Exercise aim: Please keep the images out and set down the data exactly as given.

• • •

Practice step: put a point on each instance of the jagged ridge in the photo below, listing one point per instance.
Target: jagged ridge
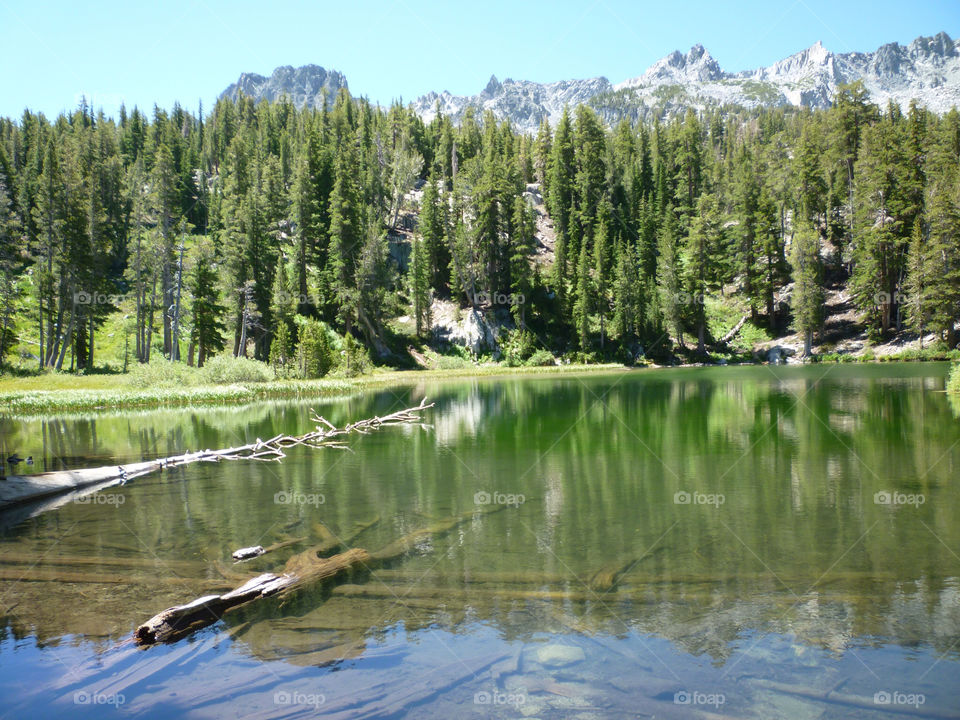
(926, 70)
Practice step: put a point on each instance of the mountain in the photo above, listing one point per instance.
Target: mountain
(304, 86)
(927, 70)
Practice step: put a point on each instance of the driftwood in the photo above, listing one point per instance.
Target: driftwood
(305, 568)
(258, 550)
(18, 489)
(181, 620)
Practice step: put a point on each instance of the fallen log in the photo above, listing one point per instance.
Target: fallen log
(258, 550)
(19, 489)
(300, 570)
(733, 333)
(181, 620)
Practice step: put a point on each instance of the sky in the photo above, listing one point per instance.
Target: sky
(145, 53)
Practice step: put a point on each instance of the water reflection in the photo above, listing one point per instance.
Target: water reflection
(718, 529)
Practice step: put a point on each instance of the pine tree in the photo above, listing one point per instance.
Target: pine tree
(207, 312)
(807, 285)
(669, 275)
(920, 269)
(420, 294)
(583, 303)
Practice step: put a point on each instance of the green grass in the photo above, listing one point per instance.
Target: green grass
(953, 383)
(61, 392)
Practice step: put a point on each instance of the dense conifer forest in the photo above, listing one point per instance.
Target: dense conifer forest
(278, 233)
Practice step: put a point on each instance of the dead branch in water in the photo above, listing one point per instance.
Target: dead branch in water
(323, 436)
(17, 489)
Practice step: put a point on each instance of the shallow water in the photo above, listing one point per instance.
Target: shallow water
(747, 542)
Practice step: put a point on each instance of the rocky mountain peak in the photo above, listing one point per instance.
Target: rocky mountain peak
(927, 70)
(493, 86)
(697, 65)
(303, 86)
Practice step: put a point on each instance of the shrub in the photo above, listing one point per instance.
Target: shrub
(226, 370)
(541, 358)
(314, 356)
(160, 372)
(953, 383)
(517, 346)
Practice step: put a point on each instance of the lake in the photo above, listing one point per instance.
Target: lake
(754, 542)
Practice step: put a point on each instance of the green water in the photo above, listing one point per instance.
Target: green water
(740, 538)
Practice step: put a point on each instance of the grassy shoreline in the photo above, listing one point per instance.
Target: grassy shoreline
(57, 393)
(34, 395)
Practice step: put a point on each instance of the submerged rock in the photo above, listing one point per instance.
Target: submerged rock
(560, 655)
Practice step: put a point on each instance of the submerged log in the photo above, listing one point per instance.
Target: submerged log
(606, 579)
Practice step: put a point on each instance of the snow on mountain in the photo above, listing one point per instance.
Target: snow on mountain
(927, 70)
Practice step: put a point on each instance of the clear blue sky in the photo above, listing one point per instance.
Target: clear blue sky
(146, 52)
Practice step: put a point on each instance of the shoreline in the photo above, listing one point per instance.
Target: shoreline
(20, 397)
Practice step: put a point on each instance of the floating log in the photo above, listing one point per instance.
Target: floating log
(181, 620)
(247, 553)
(19, 489)
(258, 550)
(301, 569)
(733, 333)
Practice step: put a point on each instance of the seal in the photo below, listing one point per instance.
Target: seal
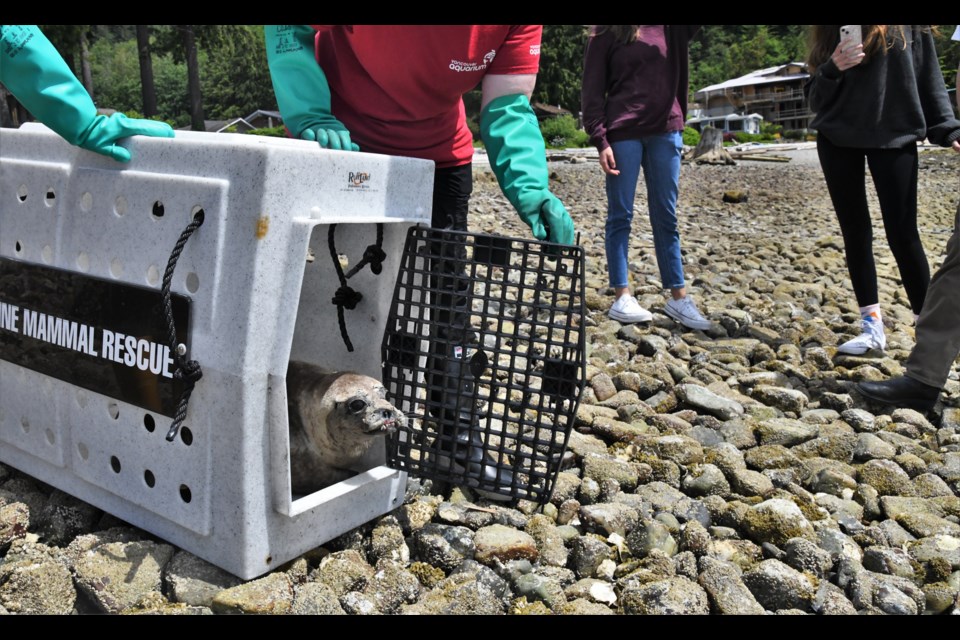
(335, 419)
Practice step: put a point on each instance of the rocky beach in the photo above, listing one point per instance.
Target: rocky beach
(732, 471)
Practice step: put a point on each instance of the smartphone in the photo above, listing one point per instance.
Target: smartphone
(850, 36)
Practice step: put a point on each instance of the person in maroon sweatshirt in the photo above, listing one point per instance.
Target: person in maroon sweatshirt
(635, 80)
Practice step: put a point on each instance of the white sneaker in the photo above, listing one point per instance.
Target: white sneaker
(872, 337)
(686, 313)
(627, 309)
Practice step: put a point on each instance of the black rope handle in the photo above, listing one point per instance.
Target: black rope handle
(187, 370)
(345, 297)
(372, 255)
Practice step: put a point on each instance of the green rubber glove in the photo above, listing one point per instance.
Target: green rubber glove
(37, 76)
(301, 87)
(518, 158)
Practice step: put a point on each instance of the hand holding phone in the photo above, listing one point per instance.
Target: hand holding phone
(849, 52)
(850, 36)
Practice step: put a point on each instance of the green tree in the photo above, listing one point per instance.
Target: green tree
(236, 79)
(561, 66)
(147, 86)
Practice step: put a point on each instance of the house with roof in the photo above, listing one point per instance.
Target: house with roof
(774, 94)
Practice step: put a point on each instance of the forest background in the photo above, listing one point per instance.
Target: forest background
(185, 74)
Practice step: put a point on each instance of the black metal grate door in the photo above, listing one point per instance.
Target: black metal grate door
(484, 352)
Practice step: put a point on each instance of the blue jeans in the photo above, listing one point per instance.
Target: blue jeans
(659, 155)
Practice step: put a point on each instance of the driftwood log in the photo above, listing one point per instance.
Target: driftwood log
(710, 149)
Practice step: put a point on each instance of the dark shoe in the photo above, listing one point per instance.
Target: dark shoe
(902, 392)
(460, 445)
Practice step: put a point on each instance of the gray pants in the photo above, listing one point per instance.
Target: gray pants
(938, 329)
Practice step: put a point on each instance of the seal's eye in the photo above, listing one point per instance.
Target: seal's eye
(356, 405)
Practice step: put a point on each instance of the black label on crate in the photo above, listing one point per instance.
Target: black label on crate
(101, 335)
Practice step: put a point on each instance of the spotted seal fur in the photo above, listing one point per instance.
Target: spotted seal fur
(335, 418)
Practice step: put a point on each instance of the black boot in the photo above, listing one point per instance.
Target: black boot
(451, 384)
(901, 392)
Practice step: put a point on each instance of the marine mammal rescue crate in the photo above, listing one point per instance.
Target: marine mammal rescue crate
(87, 376)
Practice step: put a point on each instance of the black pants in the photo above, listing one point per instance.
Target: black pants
(451, 201)
(894, 174)
(450, 300)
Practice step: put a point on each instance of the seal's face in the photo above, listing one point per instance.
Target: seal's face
(370, 410)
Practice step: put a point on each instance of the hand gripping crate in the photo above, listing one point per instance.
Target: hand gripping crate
(87, 393)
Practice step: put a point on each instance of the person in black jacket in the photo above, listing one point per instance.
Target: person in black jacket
(938, 332)
(875, 101)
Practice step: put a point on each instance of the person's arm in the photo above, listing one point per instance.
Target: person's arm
(33, 71)
(511, 135)
(823, 85)
(593, 97)
(594, 89)
(956, 143)
(943, 128)
(301, 87)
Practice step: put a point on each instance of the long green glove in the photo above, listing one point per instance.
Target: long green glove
(34, 72)
(518, 158)
(301, 87)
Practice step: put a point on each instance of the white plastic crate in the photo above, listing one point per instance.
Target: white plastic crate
(221, 489)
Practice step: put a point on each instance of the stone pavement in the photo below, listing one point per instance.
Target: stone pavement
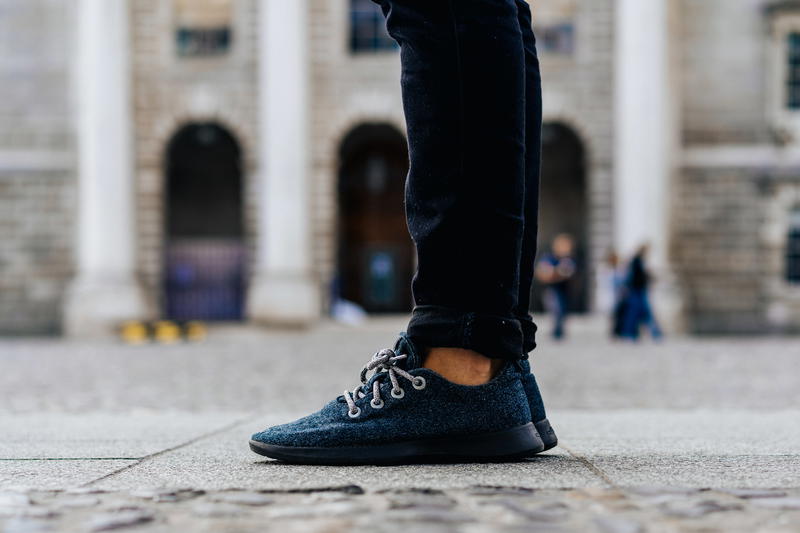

• • •

Reply:
Practice step: put a point on each instance of the jagged ridge in the photo below, listing one point per instance.
Target: jagged ridge
(926, 70)
Practice step: put a point on each instance of the mountain in the photo above, listing one point per instance.
Target: mountain
(304, 86)
(927, 70)
Practice step: put a point on each instance of the driftwood in the photo above, listing one point per instance.
Target: driftwood
(305, 568)
(258, 550)
(18, 489)
(181, 620)
Practice step: put a point on each instance of the fallen log in the photo above, listing one point per instance.
Target: fallen log
(258, 550)
(19, 489)
(300, 570)
(733, 333)
(181, 620)
Practice step: put a point on each instance of the sky in the photo above, listing one point per instance.
Target: sky
(145, 53)
Practice step: put a point on each instance of the water reflection in the photo above, listing one point per instance.
Target: water reflection
(718, 529)
Practice step: put a point on each instance of the pine tree in the photo above, listing one point per instance.
Target: pine tree
(207, 312)
(807, 285)
(669, 275)
(920, 269)
(420, 294)
(583, 303)
Practice step: put a point on each instance of the green grass in the photo above, listing one point per instance.
Target: green grass
(953, 383)
(61, 392)
Practice step: put a point on each instance of the dense conifer forest in the photo above, listing one point per instance.
Target: dense conifer forest
(278, 233)
Practice step: put a point on each instance of the dead branch in water in the photo above, listing one point per instance.
Target: dead branch in water
(323, 436)
(17, 489)
Practice step: put a point on each instance of the shallow water in the photo above, listing one point per instance.
Target: shallow water
(747, 542)
Practice step: put a point on each instance of the rocky mountain peak in the photo above, listing one point per instance.
Target: rocky mountain peak
(927, 70)
(493, 86)
(697, 65)
(303, 86)
Practice step: put a point on each instance of the shrub in the photo above, listing one point per instance.
Target: shrub
(226, 370)
(541, 358)
(314, 356)
(160, 372)
(953, 383)
(517, 346)
Practice step: put a point on each instance of the lake in the photo above, listing one point per instance.
Target: lake
(754, 542)
Practice step: put a point on each instance of the green water in the photo above, listing one point per instance.
Target: green water
(740, 538)
Practice step: put a point on each instance of the grassy shoreline in the photo above, listing one point per instance.
Target: grassy shoreline
(57, 393)
(34, 395)
Practice step: put a point on each instance of the submerged rock in the photo above, listing one point per instance.
Target: submerged rock
(560, 655)
Practice step: put a point on each instance of the submerged log in the photo above, listing one point per instance.
Target: submerged log
(606, 579)
Practice step: put a point on each instance of the snow on mountain in the photo above, listing one point per instance.
Target: snow on mountain
(927, 70)
Practice step: put a point on each instance of the clear blue sky in the photo above, listing one point per instance.
Target: clear blue sky
(146, 52)
Practice step: put a point on each instance of the shoreline in the photo above, listing one point per instance.
Target: shoreline
(20, 397)
Practice step: put a point on each instance of the floating log in the photo above, listing one point per instance.
Target: floating log
(181, 620)
(247, 553)
(19, 489)
(258, 550)
(301, 569)
(733, 333)
Practice step: put a point on each instance of the seal in the photo below, listing one point per instance.
Target: seal
(335, 419)
Practice step: put a point on each instance of the rocky beach in the photo above, listing one point per instance.
Target: rocky beach
(732, 471)
Practice step: put a point on each instance of the smartphone in the photo above, listing one point per instance.
Target: smartphone
(850, 36)
Practice step: put a point on each instance of the person in maroon sweatshirt in the photo above, listing one point per instance.
Target: person in maroon sweatshirt
(635, 80)
Practice step: put a point on each instance of the white sneaker in the photo above, listing one point per instance.
Target: white sneaker
(872, 337)
(686, 313)
(627, 309)
Practice step: put a point on each instance of the black rope handle in the photo above, listing one point per instance.
Target: black rope handle
(187, 370)
(345, 297)
(372, 255)
Practice step: put a point on each instance of the green rubber glove in the photo above, listing one point per instance.
Target: green rubber glove
(37, 76)
(301, 87)
(518, 158)
Practice step: put a point on each instance of the hand holding phone in the photo above, listing one point per instance.
Target: hand holding phone
(849, 52)
(850, 36)
Practice step: put a point on each instance of the green tree in the photo above, listing one point per instance.
Target: green tree
(236, 79)
(561, 66)
(147, 86)
Practice step: put a point on each instance of the house with roof in the photo above, listing one point per instance.
Target: house with roof
(774, 94)
Practice step: put a point on each instance of the forest background in the photo above, listing one point per instance.
Target: forest background
(185, 74)
Practice step: put a point on each instance of the black metal grate door in the photo above, listing one point per instance.
Target: black metal grate door
(484, 352)
Practice step: put a point on each instance of the blue jeans in the photo above, listing one point per instance.
Target: blue jeans
(659, 155)
Practice step: put a point on each instance of the driftwood log in the photo above, listing one point per instance.
Target: driftwood log
(710, 149)
Practice step: put a point on each instance of the dark shoe in the photo above, listing one point per instance.
Target: dark shoe
(902, 392)
(460, 445)
Practice step: put a point on each instance of the gray pants in the photo above, listing one point per instance.
Target: gray pants
(938, 329)
Practice step: put a point on each instance of the seal's eye in the photo above, listing one point per instance.
Target: seal's eye
(356, 405)
Practice step: put a point on each instance of the black label on crate in the photo above, listing one point per instance.
Target: black label on crate
(101, 335)
Practice step: put a point on each instance of the spotted seal fur in the photo above, listing one point per instance.
Target: spotted seal fur
(335, 418)
Practice step: put a point on each instance of the black boot in the photo above, listing one point per instance.
Target: black boot
(451, 384)
(901, 392)
Practice step: put a point on each instance of the marine mammal rescue crate in the photo above, listing one point per instance.
Target: marine mammal rescue crate
(87, 376)
Practice step: put a point on each instance of the black pants in the photo above, listing one point per instance.
Target: black pants
(451, 201)
(894, 174)
(450, 300)
Practice step: put a point on each instance of the seal's face in the photo above, listing one point per instance.
Target: seal's face
(370, 410)
Practice step: put a point on each instance of the hand gripping crate in the photo above, listing one point per instance.
Target: hand gripping crate
(87, 393)
Practice step: put a point on each instance of the person in black jacket in the photo above, listing one point per instance.
Target: person in black jacket
(938, 332)
(875, 101)
Practice step: put a point on each instance of the person's arm in the photo above, listing one point per instance.
Target: person's arm
(33, 71)
(511, 135)
(823, 85)
(593, 97)
(594, 89)
(956, 143)
(943, 128)
(301, 87)
Practice step: put a point on each instance of the long green glove in the photo above, listing one point per instance.
Target: long green glove
(34, 72)
(518, 158)
(301, 87)
Practice step: put a point on each instance of the white plastic crate in the photo above, listing one point per instance.
Target: white plastic crate
(221, 489)
Practice step: put a point on each instance of the stone pavement in the photo below, listing one point per instance.
Target: stone pavement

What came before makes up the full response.